# EXERCISE DIRECTIONS
A verbatim copy of the data is wanted, minus any picture in it.

Records from a dataset
==================================================
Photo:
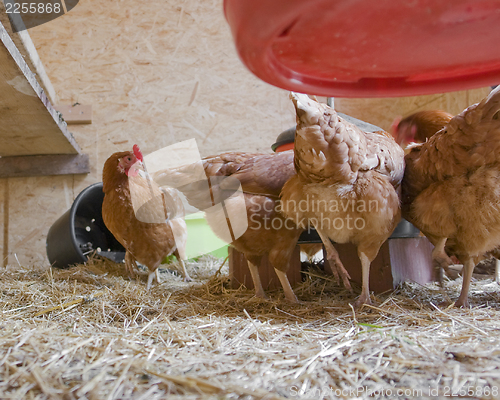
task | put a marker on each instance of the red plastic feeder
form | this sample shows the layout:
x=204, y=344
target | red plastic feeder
x=366, y=48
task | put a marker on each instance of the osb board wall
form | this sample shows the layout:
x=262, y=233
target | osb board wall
x=155, y=73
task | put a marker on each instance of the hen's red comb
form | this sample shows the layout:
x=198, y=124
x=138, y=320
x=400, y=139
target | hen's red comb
x=138, y=153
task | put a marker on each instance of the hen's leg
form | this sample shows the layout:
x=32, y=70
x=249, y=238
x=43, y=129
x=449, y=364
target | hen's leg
x=130, y=264
x=287, y=288
x=440, y=259
x=366, y=255
x=177, y=254
x=364, y=298
x=253, y=263
x=467, y=275
x=334, y=260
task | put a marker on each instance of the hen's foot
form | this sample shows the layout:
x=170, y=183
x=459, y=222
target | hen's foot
x=361, y=301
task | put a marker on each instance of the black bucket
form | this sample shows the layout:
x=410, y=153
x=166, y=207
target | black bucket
x=80, y=232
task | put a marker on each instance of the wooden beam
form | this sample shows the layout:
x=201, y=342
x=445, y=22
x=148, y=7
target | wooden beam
x=29, y=124
x=53, y=164
x=76, y=113
x=25, y=45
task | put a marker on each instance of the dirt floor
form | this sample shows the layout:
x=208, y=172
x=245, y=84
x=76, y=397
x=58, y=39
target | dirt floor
x=90, y=332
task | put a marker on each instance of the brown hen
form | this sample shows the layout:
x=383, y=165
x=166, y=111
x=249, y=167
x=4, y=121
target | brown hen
x=349, y=180
x=145, y=241
x=451, y=187
x=420, y=126
x=261, y=177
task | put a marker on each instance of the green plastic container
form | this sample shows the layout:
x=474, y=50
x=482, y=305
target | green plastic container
x=201, y=239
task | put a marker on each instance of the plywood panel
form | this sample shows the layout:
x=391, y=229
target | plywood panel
x=381, y=112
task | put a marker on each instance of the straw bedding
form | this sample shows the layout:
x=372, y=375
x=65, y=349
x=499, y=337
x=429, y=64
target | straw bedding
x=90, y=332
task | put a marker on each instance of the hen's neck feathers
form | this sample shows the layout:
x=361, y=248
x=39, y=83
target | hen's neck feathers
x=112, y=177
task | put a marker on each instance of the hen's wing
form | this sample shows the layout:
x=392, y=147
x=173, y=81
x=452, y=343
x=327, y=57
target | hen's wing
x=471, y=140
x=332, y=150
x=263, y=174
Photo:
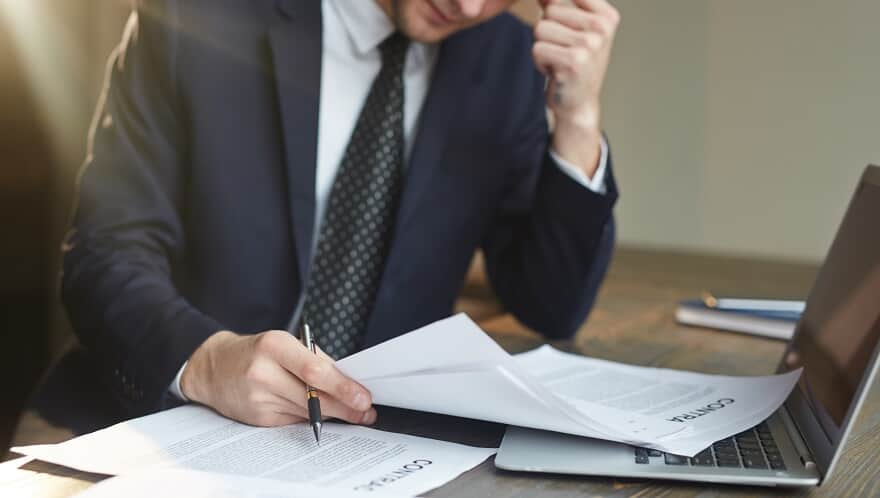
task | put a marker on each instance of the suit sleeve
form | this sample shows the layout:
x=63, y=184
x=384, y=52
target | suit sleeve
x=552, y=239
x=127, y=238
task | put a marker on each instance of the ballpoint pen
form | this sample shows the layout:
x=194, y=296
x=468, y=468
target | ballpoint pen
x=312, y=393
x=770, y=305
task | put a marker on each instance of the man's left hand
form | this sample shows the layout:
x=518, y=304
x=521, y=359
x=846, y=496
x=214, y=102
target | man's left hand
x=572, y=46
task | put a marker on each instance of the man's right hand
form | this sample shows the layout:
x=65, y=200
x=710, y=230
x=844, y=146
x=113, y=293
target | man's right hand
x=261, y=380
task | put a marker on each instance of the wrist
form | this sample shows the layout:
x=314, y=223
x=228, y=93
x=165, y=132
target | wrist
x=578, y=142
x=201, y=367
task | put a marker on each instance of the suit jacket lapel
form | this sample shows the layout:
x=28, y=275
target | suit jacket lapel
x=296, y=54
x=457, y=69
x=450, y=88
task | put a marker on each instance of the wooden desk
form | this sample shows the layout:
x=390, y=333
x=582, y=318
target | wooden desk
x=633, y=323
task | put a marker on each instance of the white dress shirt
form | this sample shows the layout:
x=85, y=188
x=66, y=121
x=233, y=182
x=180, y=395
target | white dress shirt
x=352, y=33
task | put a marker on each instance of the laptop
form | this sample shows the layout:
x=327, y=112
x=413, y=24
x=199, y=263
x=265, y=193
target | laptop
x=836, y=342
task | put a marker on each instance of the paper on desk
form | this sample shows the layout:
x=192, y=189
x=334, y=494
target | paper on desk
x=196, y=438
x=177, y=483
x=709, y=407
x=452, y=367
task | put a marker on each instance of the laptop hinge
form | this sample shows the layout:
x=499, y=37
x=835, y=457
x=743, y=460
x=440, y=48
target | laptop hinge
x=797, y=439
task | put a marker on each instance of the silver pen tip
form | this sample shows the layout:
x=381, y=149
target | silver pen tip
x=317, y=428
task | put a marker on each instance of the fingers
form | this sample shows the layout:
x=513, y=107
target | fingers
x=314, y=370
x=598, y=6
x=333, y=408
x=577, y=20
x=287, y=392
x=558, y=61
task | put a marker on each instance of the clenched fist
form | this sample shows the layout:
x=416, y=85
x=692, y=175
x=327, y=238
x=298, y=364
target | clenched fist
x=260, y=380
x=572, y=47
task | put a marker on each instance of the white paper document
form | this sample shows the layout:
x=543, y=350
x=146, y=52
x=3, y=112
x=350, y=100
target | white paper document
x=193, y=437
x=453, y=367
x=178, y=483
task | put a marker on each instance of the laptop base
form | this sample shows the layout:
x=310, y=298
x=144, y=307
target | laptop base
x=541, y=451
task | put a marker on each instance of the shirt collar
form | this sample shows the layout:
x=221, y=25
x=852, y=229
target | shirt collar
x=368, y=26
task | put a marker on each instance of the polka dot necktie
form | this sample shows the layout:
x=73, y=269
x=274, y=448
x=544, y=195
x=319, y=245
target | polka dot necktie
x=356, y=232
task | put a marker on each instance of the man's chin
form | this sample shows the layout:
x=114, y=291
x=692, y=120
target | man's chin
x=425, y=32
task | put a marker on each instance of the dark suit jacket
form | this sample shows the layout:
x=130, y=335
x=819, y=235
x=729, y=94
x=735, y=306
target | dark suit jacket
x=196, y=203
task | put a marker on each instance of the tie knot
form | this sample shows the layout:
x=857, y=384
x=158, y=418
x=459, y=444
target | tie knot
x=394, y=49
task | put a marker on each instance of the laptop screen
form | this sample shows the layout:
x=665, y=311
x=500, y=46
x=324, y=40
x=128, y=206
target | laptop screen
x=838, y=333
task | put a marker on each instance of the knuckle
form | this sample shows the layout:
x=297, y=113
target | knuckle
x=265, y=419
x=264, y=342
x=579, y=58
x=348, y=389
x=255, y=373
x=253, y=398
x=614, y=15
x=313, y=372
x=584, y=39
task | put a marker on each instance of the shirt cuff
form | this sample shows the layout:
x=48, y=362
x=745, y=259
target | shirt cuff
x=174, y=388
x=597, y=183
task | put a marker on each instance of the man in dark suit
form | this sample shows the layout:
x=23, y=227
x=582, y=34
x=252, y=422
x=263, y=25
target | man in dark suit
x=254, y=161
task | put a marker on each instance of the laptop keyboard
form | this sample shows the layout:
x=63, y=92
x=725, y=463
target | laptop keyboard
x=751, y=449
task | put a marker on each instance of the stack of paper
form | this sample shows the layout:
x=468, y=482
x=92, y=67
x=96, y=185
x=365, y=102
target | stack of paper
x=194, y=438
x=453, y=367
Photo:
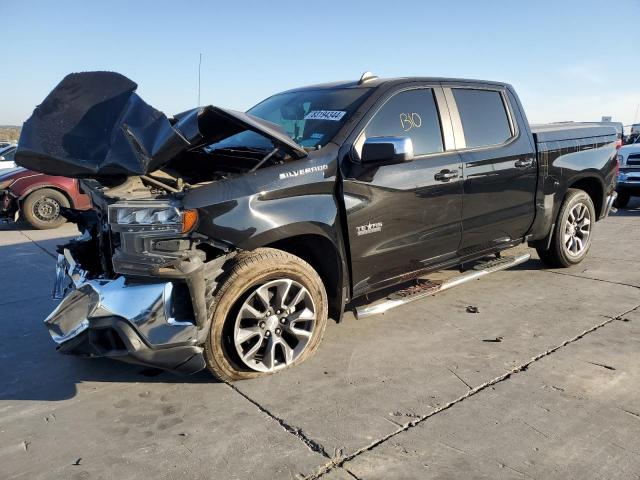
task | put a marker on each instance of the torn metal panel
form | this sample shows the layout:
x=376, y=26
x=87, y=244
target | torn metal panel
x=93, y=124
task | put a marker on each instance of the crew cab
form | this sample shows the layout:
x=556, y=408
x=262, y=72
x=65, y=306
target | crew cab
x=224, y=240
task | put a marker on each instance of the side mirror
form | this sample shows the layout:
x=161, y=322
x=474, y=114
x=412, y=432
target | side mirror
x=387, y=150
==================================================
# OUTPUT OF THE EXERCISE
Photo:
task | put a marker on each instance of the red plastic feeder
form | this sample shows the layout:
x=204, y=344
target | red plastic feeder
x=366, y=48
task | put a marker on each instance of the osb board wall
form | this sample shows the layout:
x=262, y=233
target | osb board wall
x=155, y=73
task | put a marker on each instance of the hen's red comb
form | this sample shows the layout:
x=198, y=124
x=138, y=320
x=400, y=139
target | hen's red comb
x=138, y=153
task | put a marker on each instance of the hen's leg
form | this sample shows the layout:
x=32, y=70
x=249, y=238
x=43, y=129
x=449, y=364
target | hen's leg
x=130, y=264
x=287, y=288
x=440, y=259
x=366, y=255
x=177, y=254
x=364, y=298
x=253, y=263
x=467, y=275
x=334, y=260
task | put a marker on each instance of the hen's foot
form | this sample shows the layout:
x=170, y=183
x=459, y=222
target | hen's foot
x=361, y=301
task | put a marker on each instance of the black bucket
form | this sample shows the layout:
x=410, y=153
x=166, y=207
target | black bucket
x=80, y=232
task | put a marker on each instance of the wooden beam
form | this sample shows the layout:
x=201, y=342
x=445, y=22
x=148, y=7
target | wooden beam
x=29, y=124
x=53, y=164
x=76, y=113
x=25, y=45
task | put a marker on each instance of the dirt floor
form | this sample shows the layout:
x=208, y=172
x=245, y=84
x=76, y=397
x=58, y=39
target | dirt floor
x=90, y=332
task | put a marker on each instance of the brown hen
form | this sample shows the layout:
x=383, y=165
x=166, y=111
x=249, y=167
x=4, y=121
target | brown hen
x=349, y=180
x=145, y=241
x=451, y=187
x=420, y=126
x=261, y=177
task | put a marker on each instance of the green plastic container
form | this sample shows the layout:
x=474, y=50
x=482, y=305
target | green plastic container
x=201, y=239
task | put a marker on each instance of the plywood panel
form | this sample shows the layout:
x=391, y=229
target | plywood panel
x=381, y=112
task | put a marker on each instance of the straw bedding
form | this sample shows the layout:
x=372, y=375
x=65, y=349
x=499, y=337
x=429, y=64
target | straw bedding
x=90, y=332
task | put a marker on each instance of the hen's neck feathers
form | this sample shows the layout:
x=361, y=248
x=39, y=83
target | hen's neck feathers
x=112, y=177
task | put a marker on each instance of the hen's wing
form | this sample shows the layout:
x=392, y=147
x=173, y=81
x=452, y=343
x=327, y=57
target | hen's wing
x=471, y=140
x=332, y=150
x=263, y=174
Photo:
task | put a marker on each instance of the suit sleeve
form | this sample shows the layout:
x=63, y=184
x=384, y=52
target | suit sleeve
x=552, y=239
x=127, y=238
task | put a marker on each instance of the ballpoint pen
form | this sample shows the layout:
x=194, y=296
x=468, y=468
target | ballpoint pen
x=312, y=393
x=770, y=305
task | put a marker on each instance of the man's left hand
form | this sample shows the layout:
x=518, y=304
x=521, y=359
x=846, y=496
x=214, y=102
target | man's left hand
x=572, y=46
task | put a marker on each instance of the man's right hand
form | this sample shows the layout:
x=65, y=200
x=710, y=230
x=844, y=146
x=113, y=293
target | man's right hand
x=261, y=380
task | put a marker on each instance of the wrist
form | this sample shows the layout:
x=314, y=223
x=228, y=93
x=165, y=132
target | wrist
x=578, y=142
x=201, y=367
task | put a marker on each instance of the suit jacket lapel
form | this sample shows the layout:
x=28, y=275
target | suit jacket lapel
x=296, y=54
x=457, y=69
x=450, y=88
task | put a marker on each instance of the wooden desk
form | this sample shows the layout:
x=390, y=333
x=582, y=318
target | wooden desk
x=633, y=323
task | put a marker on each instance of the white dress shirt
form | this sample shows the layout:
x=85, y=188
x=66, y=121
x=233, y=182
x=180, y=395
target | white dress shirt
x=352, y=33
task | put a marker on each instance of the laptop
form | this sample shows the layout:
x=327, y=112
x=413, y=24
x=199, y=263
x=265, y=193
target | laptop
x=836, y=342
task | put a marker on each instance of the paper on desk
form | this sample shows the layout:
x=192, y=189
x=334, y=494
target | paper on desk
x=196, y=438
x=177, y=483
x=709, y=407
x=452, y=367
task | put a marker on each instance of the laptop hinge
form | this sample shows the layout:
x=499, y=37
x=835, y=457
x=743, y=460
x=440, y=48
target | laptop hinge
x=797, y=439
task | put a marker on each instance of the silver pen tip
form | this sample shows the layout:
x=381, y=149
target | silver pen tip
x=317, y=428
task | put a marker on each instance of the fingers
form | this sample shows the layout:
x=513, y=107
target | fingers
x=314, y=370
x=598, y=6
x=333, y=408
x=577, y=20
x=287, y=392
x=558, y=61
task | put a marker on each instance of the clenched fist
form | this sample shows the layout:
x=416, y=85
x=692, y=175
x=327, y=238
x=298, y=364
target | clenched fist
x=260, y=380
x=572, y=47
task | put a marker on each instance of the white paper document
form | this sample shows the layout:
x=543, y=350
x=146, y=52
x=3, y=112
x=350, y=100
target | white paper document
x=193, y=437
x=453, y=367
x=178, y=483
task | put a marker on each instance of the laptop base
form | this sample shows the layout:
x=310, y=298
x=144, y=307
target | laptop base
x=541, y=451
task | put a marker on each instance of the shirt collar
form | this sample shows the layout:
x=221, y=25
x=852, y=229
target | shirt collar
x=368, y=26
task | put a marker on each instance of the polka dot necktie
form | this sample shows the layout:
x=73, y=269
x=274, y=448
x=544, y=195
x=319, y=245
target | polka dot necktie
x=356, y=232
task | put a marker on each instance of the man's chin
form | this sample shows the layout:
x=114, y=291
x=692, y=120
target | man's chin
x=425, y=32
task | put a marker on each instance of the dark suit jacket
form | this sample shows the layout:
x=130, y=335
x=819, y=235
x=729, y=94
x=735, y=306
target | dark suit jacket
x=196, y=203
task | put a marker on each instance of the tie knot
form | this sample shows the layout:
x=857, y=384
x=158, y=418
x=459, y=444
target | tie knot
x=394, y=49
task | put a marker on each instance of the laptop screen
form | this sample shows the layout:
x=665, y=311
x=500, y=46
x=324, y=40
x=128, y=206
target | laptop screen
x=838, y=333
task | put a marker on each instance of the knuckle
form | this sample shows the layout:
x=297, y=113
target | knuckle
x=265, y=419
x=264, y=342
x=579, y=58
x=348, y=389
x=255, y=373
x=253, y=398
x=614, y=15
x=313, y=372
x=584, y=39
task | put a marker on each instance of the shirt cuff
form | this sample shows the layout:
x=48, y=362
x=745, y=259
target | shirt cuff
x=174, y=388
x=597, y=183
task | put a marker on each instance of the man in dark suit
form | this sample shows the layout:
x=23, y=227
x=582, y=34
x=252, y=422
x=263, y=25
target | man in dark suit
x=254, y=161
task | put a marker on each instance of the laptop keyboard
form | this sample shows the layout:
x=63, y=92
x=725, y=463
target | laptop keyboard
x=751, y=449
task | put a marker on each instance of the stack of paper
form | this sample shows the layout:
x=468, y=482
x=92, y=67
x=96, y=185
x=365, y=102
target | stack of paper
x=194, y=438
x=453, y=367
Photo:
task | put a marker on each instance of the torn metal panel
form | this sample shows the layout:
x=376, y=26
x=87, y=244
target | torn metal panel
x=93, y=124
task | put a marker on each instance of the crew cab
form | this sample shows the layout:
x=556, y=408
x=262, y=72
x=65, y=306
target | crew cab
x=224, y=240
task | put a marker on each instance of the side mirror
form | this sample shows the layout:
x=161, y=322
x=474, y=114
x=412, y=432
target | side mirror
x=387, y=150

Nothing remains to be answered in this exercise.